» **What this exercise asks**
- a) Copy the passage on small systems and performance word for word, from "The problem is, picture" to "called multiple times.".
- b) Pick up the passage on small systems and performance after its final sentence and keep writing it.

» **Reading passage**
============================================================
The problem is, picture an ant walking across your garage floor, trying to make a straight line of it. It ain't gonna make a straight line. And you know this because you have perspective. You can see the ant walking around, going hee hee hee, look at him locally optimize for that rock, and now he's going off this way, right?
This is what we were, when we were writing this giant assembly-language system. Because what happened was, Microsoft eventually released a platform for mobile devices that was much faster than ours. OK? And I started going in with my debugger, going, what? What is up with this? This rendering is just really slow, it's like sluggish, you know. And I went in and found out that some title bar was getting rendered 140 times every time you refreshed the screen. It wasn't just the title bar. Everything was getting called multiple times.
Because we couldn't see how the system worked anymore!
Small systems are not only easier to optimize, they're possible to optimize. And I mean globally optimize.
So when we talk about performance, it's all crap. The most important thing is that you have a small system. And then the performance will just fall out of it naturally.”
P.S. That talk is about dynamic languages, it shows some pretty cool stuff. Without any doubt the progress JavaScript compilers are doing is incredible. There's plenty of neat stuff, and you can even do graphics with it.
But I have to say, I would reccomend nothing of those for games, especially console ones, especially outside scripting realm (that's to say, asset loading, and stuff that is mostly about parameters set with a logic, than code executed thousands of times per frame, and for those tasks, look no further than Lua, it's really the best solution as of now, even if javascript JSON is tempting).
============================================================
» **Material shown**
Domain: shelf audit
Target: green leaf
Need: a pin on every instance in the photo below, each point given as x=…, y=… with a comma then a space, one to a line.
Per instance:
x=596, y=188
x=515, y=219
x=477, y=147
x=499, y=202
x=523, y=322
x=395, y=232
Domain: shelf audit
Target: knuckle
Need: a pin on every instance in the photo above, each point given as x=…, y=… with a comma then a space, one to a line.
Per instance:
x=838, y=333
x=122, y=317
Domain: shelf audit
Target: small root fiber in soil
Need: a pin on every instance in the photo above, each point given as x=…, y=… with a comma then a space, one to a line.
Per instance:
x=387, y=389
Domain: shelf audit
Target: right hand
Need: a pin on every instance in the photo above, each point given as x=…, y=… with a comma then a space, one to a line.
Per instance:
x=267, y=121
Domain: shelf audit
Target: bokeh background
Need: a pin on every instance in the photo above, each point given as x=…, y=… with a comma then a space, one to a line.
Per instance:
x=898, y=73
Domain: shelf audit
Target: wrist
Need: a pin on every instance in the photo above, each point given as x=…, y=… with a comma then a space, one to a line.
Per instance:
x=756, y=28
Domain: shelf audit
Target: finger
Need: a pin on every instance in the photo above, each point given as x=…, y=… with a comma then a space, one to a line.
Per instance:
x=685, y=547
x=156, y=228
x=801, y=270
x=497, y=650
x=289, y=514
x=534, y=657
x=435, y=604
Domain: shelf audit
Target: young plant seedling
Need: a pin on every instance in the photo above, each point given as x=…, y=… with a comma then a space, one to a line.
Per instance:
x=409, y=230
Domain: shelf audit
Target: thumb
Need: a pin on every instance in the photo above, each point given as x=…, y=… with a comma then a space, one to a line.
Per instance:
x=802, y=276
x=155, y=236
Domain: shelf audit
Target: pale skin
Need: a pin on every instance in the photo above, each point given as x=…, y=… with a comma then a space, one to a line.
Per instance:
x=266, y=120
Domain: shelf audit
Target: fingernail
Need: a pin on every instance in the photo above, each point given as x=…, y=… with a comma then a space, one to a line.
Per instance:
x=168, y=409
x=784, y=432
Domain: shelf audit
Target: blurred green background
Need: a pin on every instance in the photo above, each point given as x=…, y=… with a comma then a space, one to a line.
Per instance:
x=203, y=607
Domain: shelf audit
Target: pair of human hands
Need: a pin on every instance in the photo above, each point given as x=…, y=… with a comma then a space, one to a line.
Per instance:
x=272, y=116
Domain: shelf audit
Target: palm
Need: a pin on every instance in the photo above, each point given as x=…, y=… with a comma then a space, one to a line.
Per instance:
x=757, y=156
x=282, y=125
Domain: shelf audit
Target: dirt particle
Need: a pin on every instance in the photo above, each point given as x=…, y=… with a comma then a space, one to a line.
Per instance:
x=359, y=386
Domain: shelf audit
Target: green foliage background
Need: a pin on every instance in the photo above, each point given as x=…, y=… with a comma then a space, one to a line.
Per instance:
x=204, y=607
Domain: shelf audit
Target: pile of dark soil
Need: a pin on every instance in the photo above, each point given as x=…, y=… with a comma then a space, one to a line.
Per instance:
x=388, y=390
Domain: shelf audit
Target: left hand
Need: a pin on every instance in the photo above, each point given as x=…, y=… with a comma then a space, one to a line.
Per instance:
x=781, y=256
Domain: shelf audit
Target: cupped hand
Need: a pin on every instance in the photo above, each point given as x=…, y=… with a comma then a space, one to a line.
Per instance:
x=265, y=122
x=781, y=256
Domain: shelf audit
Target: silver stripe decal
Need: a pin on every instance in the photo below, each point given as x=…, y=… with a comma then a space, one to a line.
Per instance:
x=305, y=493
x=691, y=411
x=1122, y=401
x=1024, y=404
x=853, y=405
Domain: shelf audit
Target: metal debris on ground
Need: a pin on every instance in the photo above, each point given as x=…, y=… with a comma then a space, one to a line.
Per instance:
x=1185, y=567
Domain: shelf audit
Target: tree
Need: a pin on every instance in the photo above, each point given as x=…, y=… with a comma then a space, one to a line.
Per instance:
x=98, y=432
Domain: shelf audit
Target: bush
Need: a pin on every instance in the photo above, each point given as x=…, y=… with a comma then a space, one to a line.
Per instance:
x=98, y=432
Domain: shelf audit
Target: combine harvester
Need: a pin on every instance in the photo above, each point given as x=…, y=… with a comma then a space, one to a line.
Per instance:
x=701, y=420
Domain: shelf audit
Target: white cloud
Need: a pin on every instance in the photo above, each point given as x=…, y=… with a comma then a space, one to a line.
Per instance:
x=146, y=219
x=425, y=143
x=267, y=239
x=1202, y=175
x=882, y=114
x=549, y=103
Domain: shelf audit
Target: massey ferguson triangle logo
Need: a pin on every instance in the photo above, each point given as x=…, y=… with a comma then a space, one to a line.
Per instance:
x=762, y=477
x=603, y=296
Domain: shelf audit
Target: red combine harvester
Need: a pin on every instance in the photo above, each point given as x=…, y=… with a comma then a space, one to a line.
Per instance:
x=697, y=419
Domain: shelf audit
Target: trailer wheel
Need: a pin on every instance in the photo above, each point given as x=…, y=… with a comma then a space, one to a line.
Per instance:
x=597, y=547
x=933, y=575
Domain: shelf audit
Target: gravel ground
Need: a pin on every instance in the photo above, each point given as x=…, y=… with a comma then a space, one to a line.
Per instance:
============================================================
» **The replies**
- a)
The problem is, picture an ant walking across your garage floor, trying to make a straight line of it. It ain't gonna make a straight line. And you know this because you have perspective. You can see the ant walking around, going hee hee hee, look at him locally optimize for that rock, and now he's going off this way, right?
This is what we were, when we were writing this giant assembly-language system. Because what happened was, Microsoft eventually released a platform for mobile devices that was much faster than ours. OK? And I started going in with my debugger, going, what? What is up with this? This rendering is just really slow, it's like sluggish, you know. And I went in and found out that some title bar was getting rendered 140 times every time you refreshed the screen. It wasn't just the title bar. Everything was getting called multiple times.

- b)
I do believe that the future, the near future when we'll dump C++ for good and move to another language + C for low lever stuff, will not be about dynamic languages but about more modern static ones.
“OK: I went to the University of Washington and [then] I got hired by this company called Geoworks, doing assembly-language programming, and I did it for five years. To us, the Geoworkers, we wrote a whole operating system, the libraries, drivers, apps, you know: a desktop operating system in assembly. 8086 assembly! It wasn't even good assembly! We had four registers! [Plus the] si [register] if you counted, you know, if you counted 386, right? It was horrible.
I mean, actually we kind of liked it. It was Object-Oriented Assembly. It's amazing what you can talk yourself into liking, which is the real irony of all this. And to us, C++ was the ultimate in Roman decadence. I mean, it was equivalent to going and vomiting so you could eat more. They had IF! We had jump CX zero! Right? They had "Objects". Well we did too, but I mean they had syntax for it, right? I mean it was all just such weeniness. And we knew that we could outperform any compiler out there because at the time, we could!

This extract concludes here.